Chromatographie électrocinétique micellaire

La chromatographie capillaire électrocinétique micellaire, de l’anglais micellar electrokinetic capillary chromatography ou MEKC, est une technique de séparation utilisée en chimie analytique.

Cette technique découle de l’électrophorèse capillaire, mais avec une concentration de surfactant un peu plus grande que la concentration micellaire critique, permettant la séparation de molécules hydrophobes non polaires. La phase mobile est une solution aqueuse utilisant un tampon basique et la phase semi-stationnaire est l’ensemble des micelles, généralement du SDS (laurylsulfate de sodium). Le tout est mis dans un capillaire avec une grande différence de potentiel aux extrémités pour provoquer un courant électroosmotique engendrant un déplacement des molécules différents pour chaque analyte, pour les séparer.

Origine et développement

L'électrophorèse capillaire est de nos jours l’une des méthodes de séparation analytique qui peut s’effectuer rapidement, avec précision et de façon reproductible. Au cours des dernières années, l’intérêt pour cette technique a grandement augmenté, en partie grâce à l’automatisation du procédé qui permit l’amélioration de l’exécution de certaines séparations électrophorétiques complexes. Les analyses électrophorétiques capillaires font leur apparition dans les années 1950, grâce à Hjerten qui utilisait l'électrophorèse en tube. Jorgenson et Lukacs utilisèrent en 1981 des capillaires de verre ouverts de diamètre interne de 75 mm, ce qui se rapproche de la véritable d’électrophorèse capillaire de zone[1].

L'électrophorèse capillaire définit un ensemble de techniques faisant appel à des capillaires étroits, soit un diamètre interne allant de 10 à 200 mm pour séparer des molécules de tailles variables. Ces techniques peuvent être utilisées pour séparer une large gamme de molécules complexes comme des protéines ou encore des solutés de tailles infimes comme des cations ou des anions inorganiques[1].

La technique de séparation de chromatographie capillaire électrocinétique micellaire a été emmenée en 1984 par Terabe S et al. et fut un développement majeur de l’électrophorèse capillaire[1]. Cette technologie se base sur le partage d’un soluté entre une phase micellaire et la solution. Un complexe est formé avec l’analyte grâce à l’ajout d’une espèce chargée pouvant réagir avec les espèces neutres au tampon de séparation. Le nom de cette technique vient du fait que les micelles furent le premier additif utilisé pour cette technique. Étant à l’origine créée pour séparer les composés neutres n’ayant pas de mobilité électrophorétique, cette technique peut également être utilisée pour séparer des composés ayant des mobilités électrophorétiques voisines. L’une des caractéristiques les plus intéressantes de cette technique est que, dans des conditions optimales, le nombre de plateaux pour une petite molécule peut atteindre 100 000, permettant donc de séparer des composés n’ayant qu’une petite différence de sélectivité. Grâce au pouvoir solubilisant des micelles, des composés plus complexes peuvent également être solubilisés et directement injectés[1].
• • • •
**Énoncé 1:** Renvoyez sans rien modifier le passage du document ci-dessus sur la chromatographie électrocinétique micellaire, en commençant à « La chromatographie capillaire » et en terminant à « pour les séparer. ».
**Énoncé 2:** D'après le document ci-dessus sur la chromatographie électrocinétique micellaire, en quelle année Terabe S et al. ont-ils introduit cette technique, s'il vous plaît ?

**Entrées de données:**
• • • •
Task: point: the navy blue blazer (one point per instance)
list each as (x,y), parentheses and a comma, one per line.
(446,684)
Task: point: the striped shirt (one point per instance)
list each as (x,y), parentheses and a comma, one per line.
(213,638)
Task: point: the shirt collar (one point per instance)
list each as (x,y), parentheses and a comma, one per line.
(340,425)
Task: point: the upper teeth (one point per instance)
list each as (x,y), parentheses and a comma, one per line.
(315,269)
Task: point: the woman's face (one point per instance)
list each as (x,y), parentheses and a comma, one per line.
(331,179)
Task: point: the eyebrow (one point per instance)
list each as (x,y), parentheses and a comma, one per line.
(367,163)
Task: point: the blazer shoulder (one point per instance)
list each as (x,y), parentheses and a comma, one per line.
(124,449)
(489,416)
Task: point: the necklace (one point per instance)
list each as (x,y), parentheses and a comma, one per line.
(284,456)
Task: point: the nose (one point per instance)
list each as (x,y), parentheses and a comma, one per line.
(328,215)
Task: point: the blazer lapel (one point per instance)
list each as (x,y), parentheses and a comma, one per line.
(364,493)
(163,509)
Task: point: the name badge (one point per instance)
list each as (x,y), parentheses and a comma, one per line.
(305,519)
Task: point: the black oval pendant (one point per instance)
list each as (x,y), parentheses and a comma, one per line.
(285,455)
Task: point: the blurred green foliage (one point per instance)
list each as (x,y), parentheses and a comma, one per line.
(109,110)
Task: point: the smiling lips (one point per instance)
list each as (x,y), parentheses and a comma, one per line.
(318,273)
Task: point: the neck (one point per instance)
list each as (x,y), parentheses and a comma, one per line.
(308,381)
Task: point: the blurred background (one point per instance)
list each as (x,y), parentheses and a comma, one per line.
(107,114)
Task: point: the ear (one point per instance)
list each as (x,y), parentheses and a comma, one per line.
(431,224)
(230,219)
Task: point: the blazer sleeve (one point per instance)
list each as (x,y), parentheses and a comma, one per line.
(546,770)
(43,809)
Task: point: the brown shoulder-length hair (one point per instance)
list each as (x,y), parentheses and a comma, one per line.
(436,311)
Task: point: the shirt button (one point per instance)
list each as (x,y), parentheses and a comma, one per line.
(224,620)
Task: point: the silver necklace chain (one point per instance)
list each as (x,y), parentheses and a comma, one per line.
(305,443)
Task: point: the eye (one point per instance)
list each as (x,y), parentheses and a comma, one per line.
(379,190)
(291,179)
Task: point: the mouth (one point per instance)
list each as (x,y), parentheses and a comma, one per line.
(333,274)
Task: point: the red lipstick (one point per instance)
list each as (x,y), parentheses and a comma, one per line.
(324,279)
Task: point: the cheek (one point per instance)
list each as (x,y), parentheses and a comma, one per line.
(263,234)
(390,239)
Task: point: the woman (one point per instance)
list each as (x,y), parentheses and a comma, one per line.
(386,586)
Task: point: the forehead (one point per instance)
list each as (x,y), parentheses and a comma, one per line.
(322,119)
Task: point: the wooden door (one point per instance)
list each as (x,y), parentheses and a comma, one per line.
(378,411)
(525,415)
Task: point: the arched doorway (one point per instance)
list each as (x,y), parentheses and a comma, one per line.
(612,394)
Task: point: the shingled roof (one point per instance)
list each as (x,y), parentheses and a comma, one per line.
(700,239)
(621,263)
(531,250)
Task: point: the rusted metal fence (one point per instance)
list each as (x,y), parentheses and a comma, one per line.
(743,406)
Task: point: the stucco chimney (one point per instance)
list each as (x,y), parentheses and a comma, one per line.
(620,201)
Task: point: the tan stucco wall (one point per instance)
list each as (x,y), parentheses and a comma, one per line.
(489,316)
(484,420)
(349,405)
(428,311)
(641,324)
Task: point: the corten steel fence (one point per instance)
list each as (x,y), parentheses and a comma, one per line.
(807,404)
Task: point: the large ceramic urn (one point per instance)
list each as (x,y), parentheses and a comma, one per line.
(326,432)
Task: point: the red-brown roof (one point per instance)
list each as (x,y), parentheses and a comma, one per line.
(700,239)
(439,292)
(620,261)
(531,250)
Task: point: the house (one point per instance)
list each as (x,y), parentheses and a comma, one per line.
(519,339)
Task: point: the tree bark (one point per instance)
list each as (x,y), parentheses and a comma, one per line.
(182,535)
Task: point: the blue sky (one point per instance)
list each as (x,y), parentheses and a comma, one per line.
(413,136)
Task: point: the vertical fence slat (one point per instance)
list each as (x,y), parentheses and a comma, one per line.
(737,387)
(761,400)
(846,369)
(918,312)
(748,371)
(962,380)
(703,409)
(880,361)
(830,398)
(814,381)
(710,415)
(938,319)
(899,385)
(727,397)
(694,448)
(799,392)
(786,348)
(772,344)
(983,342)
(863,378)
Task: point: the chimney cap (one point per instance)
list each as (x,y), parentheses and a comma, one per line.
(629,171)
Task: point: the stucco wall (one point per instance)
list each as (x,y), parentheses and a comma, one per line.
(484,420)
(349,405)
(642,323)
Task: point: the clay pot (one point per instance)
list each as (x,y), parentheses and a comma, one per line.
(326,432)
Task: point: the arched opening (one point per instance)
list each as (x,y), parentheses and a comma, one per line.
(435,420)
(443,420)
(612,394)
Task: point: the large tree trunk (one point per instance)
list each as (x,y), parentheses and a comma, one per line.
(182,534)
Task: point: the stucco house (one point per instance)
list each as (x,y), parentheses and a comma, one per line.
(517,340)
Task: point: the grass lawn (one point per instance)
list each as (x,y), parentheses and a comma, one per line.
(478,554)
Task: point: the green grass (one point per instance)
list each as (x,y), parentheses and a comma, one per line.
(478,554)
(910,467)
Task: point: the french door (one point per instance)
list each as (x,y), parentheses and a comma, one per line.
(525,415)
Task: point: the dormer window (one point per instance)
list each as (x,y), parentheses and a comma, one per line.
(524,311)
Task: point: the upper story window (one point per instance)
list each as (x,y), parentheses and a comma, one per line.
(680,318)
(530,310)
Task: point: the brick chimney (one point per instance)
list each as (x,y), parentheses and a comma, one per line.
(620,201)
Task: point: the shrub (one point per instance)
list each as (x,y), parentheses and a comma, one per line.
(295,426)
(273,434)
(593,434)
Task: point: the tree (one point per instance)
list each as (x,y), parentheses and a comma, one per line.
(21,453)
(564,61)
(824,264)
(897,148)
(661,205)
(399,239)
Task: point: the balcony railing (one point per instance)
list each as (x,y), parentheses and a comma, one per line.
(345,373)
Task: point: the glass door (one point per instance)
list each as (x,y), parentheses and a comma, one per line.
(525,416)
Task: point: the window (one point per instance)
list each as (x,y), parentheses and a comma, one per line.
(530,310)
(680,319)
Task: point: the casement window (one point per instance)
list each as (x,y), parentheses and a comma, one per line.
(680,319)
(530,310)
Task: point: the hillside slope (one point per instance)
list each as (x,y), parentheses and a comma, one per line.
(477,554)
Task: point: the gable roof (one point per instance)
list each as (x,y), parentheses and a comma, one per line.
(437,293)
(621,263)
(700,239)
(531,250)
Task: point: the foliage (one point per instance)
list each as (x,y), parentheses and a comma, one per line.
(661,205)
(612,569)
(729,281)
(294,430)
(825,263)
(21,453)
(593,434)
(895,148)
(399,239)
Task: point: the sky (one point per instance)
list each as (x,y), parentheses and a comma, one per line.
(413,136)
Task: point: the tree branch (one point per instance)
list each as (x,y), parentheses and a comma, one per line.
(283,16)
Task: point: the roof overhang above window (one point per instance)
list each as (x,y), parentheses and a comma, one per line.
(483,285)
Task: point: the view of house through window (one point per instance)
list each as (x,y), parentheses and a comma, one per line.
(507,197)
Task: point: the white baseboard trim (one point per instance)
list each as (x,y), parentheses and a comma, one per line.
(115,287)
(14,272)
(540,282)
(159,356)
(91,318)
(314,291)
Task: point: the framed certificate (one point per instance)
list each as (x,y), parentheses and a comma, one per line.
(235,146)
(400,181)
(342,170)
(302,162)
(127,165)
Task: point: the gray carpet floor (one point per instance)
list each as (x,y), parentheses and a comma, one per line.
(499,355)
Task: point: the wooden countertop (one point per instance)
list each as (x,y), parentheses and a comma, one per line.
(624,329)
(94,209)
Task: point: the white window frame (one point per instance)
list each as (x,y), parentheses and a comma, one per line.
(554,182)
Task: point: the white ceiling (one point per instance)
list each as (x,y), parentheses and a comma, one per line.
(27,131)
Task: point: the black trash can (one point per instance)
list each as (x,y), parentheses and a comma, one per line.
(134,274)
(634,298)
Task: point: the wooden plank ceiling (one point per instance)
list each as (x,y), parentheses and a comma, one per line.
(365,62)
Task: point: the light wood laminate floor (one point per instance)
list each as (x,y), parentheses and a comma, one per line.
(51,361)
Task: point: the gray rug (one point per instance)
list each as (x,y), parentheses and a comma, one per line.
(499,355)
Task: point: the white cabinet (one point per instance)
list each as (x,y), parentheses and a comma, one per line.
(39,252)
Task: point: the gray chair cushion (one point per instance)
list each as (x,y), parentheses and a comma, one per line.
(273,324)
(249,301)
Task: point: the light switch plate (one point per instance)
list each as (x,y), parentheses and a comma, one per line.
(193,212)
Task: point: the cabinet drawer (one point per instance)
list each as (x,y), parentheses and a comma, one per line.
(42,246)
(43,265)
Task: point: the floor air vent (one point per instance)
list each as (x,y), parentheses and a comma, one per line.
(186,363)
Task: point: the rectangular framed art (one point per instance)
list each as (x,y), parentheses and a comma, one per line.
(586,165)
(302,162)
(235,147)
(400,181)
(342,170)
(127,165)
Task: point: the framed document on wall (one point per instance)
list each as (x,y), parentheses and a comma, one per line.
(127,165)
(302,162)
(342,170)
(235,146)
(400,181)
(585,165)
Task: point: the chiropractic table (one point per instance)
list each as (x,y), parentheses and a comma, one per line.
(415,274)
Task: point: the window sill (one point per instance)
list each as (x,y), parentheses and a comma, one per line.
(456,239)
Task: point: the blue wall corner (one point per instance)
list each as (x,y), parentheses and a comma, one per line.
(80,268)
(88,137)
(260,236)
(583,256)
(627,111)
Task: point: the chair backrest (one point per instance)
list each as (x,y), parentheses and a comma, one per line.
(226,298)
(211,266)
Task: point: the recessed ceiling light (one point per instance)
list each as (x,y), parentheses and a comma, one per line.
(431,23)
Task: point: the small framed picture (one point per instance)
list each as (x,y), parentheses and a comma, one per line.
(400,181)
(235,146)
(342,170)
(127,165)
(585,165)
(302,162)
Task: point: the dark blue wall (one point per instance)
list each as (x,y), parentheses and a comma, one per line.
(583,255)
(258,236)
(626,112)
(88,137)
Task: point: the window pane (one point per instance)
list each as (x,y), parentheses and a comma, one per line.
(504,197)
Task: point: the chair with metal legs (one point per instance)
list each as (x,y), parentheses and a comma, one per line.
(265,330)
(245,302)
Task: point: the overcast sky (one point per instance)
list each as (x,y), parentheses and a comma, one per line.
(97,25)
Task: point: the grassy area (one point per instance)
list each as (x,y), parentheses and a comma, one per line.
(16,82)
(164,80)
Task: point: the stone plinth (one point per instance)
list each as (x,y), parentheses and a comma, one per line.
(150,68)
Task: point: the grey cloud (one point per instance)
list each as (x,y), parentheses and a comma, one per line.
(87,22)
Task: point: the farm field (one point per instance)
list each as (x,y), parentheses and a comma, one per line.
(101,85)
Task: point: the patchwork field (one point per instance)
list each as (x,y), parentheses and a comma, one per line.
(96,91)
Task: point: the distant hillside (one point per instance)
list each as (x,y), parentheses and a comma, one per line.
• • • •
**Réponse finale 1:**
La chromatographie capillaire électrocinétique micellaire, de l’anglais micellar electrokinetic capillary chromatography ou MEKC, est une technique de séparation utilisée en chimie analytique.

Cette technique découle de l’électrophorèse capillaire, mais avec une concentration de surfactant un peu plus grande que la concentration micellaire critique, permettant la séparation de molécules hydrophobes non polaires. La phase mobile est une solution aqueuse utilisant un tampon basique et la phase semi-stationnaire est l’ensemble des micelles, généralement du SDS (laurylsulfate de sodium). Le tout est mis dans un capillaire avec une grande différence de potentiel aux extrémités pour provoquer un courant électroosmotique engendrant un déplacement des molécules différents pour chaque analyte, pour les séparer.

**Réponse finale 2:** En 1984.